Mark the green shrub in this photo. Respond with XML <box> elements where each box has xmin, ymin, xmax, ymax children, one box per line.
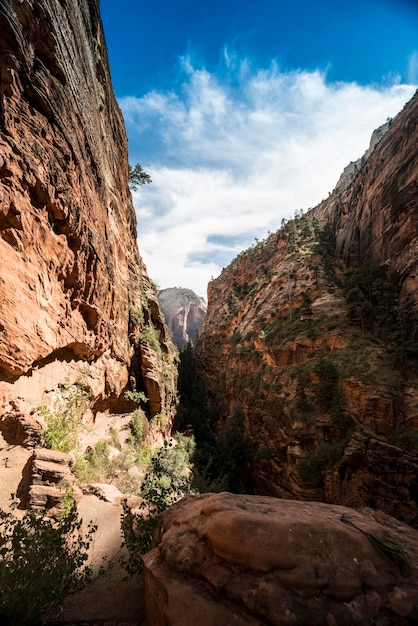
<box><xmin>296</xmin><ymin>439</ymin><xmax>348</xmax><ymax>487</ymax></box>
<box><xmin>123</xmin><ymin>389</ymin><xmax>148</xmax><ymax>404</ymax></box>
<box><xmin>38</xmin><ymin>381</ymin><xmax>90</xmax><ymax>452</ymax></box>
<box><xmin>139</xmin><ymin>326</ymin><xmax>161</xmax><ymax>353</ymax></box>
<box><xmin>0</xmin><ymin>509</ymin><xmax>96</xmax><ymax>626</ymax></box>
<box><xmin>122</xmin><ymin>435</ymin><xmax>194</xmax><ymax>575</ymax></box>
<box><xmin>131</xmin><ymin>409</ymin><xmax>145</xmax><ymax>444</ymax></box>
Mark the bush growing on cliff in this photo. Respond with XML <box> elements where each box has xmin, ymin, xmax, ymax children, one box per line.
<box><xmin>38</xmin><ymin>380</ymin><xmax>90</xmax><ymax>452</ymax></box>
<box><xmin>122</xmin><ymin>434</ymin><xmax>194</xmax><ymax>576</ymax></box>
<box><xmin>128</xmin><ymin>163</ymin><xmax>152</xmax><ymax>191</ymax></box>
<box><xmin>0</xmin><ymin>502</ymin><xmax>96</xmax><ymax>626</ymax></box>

» **STATED TASK**: Rewrite all of the data above with every "Mark" replaced by "Outline" and every other line left unchanged. Omit the pictures from your output.

» **ANSWER FOR THIS EXERCISE**:
Outline the green shrub in this photo. Respond with XML <box> elements where each box has xmin, ymin, xmax, ymax children, one box per line.
<box><xmin>296</xmin><ymin>439</ymin><xmax>348</xmax><ymax>487</ymax></box>
<box><xmin>123</xmin><ymin>389</ymin><xmax>148</xmax><ymax>404</ymax></box>
<box><xmin>38</xmin><ymin>381</ymin><xmax>90</xmax><ymax>452</ymax></box>
<box><xmin>139</xmin><ymin>326</ymin><xmax>161</xmax><ymax>353</ymax></box>
<box><xmin>0</xmin><ymin>509</ymin><xmax>96</xmax><ymax>626</ymax></box>
<box><xmin>122</xmin><ymin>435</ymin><xmax>194</xmax><ymax>575</ymax></box>
<box><xmin>131</xmin><ymin>409</ymin><xmax>145</xmax><ymax>444</ymax></box>
Outline the bush growing on cliff in this photo. Respond with XML <box> elements where each box has xmin, ymin, xmax, ymax children, one box per line.
<box><xmin>38</xmin><ymin>380</ymin><xmax>90</xmax><ymax>452</ymax></box>
<box><xmin>122</xmin><ymin>434</ymin><xmax>194</xmax><ymax>576</ymax></box>
<box><xmin>128</xmin><ymin>163</ymin><xmax>152</xmax><ymax>191</ymax></box>
<box><xmin>0</xmin><ymin>502</ymin><xmax>96</xmax><ymax>626</ymax></box>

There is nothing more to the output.